DATA PROVIDED –
------------------------------
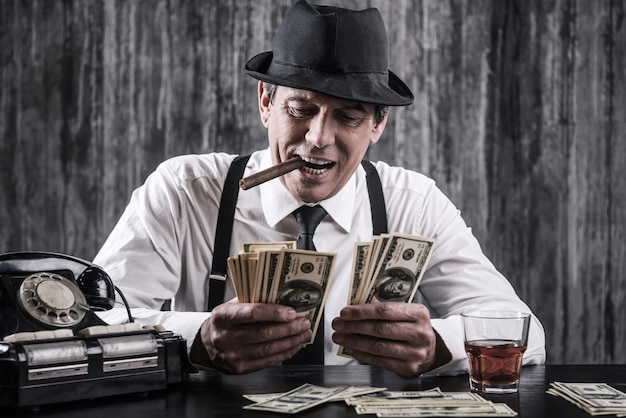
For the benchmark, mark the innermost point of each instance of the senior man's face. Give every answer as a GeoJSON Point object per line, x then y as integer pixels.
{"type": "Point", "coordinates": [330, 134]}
------------------------------
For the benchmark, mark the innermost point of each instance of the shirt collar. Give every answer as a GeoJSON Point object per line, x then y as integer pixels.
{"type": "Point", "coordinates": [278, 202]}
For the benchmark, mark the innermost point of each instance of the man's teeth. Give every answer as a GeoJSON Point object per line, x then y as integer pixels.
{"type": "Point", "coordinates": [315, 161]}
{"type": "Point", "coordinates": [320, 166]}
------------------------------
TASK STATEMENT –
Select and copy each line of the rows above that contains the word "every". Case counts.

RESPONSE –
For the benchmark, mark the innermost point of each instance of the senior man's face. Give every answer as a GeoJSON Point object per line, x then y as integer pixels.
For the benchmark, mark the innermost point of each instance of the shirt collar. Give every answer as a GeoJSON Point object per line, x then y as integer pixels.
For the benchmark, mark the innermost point of each instance of the man's teeth. Give every answer as a GeoJSON Point object per line, x then y as integer pixels.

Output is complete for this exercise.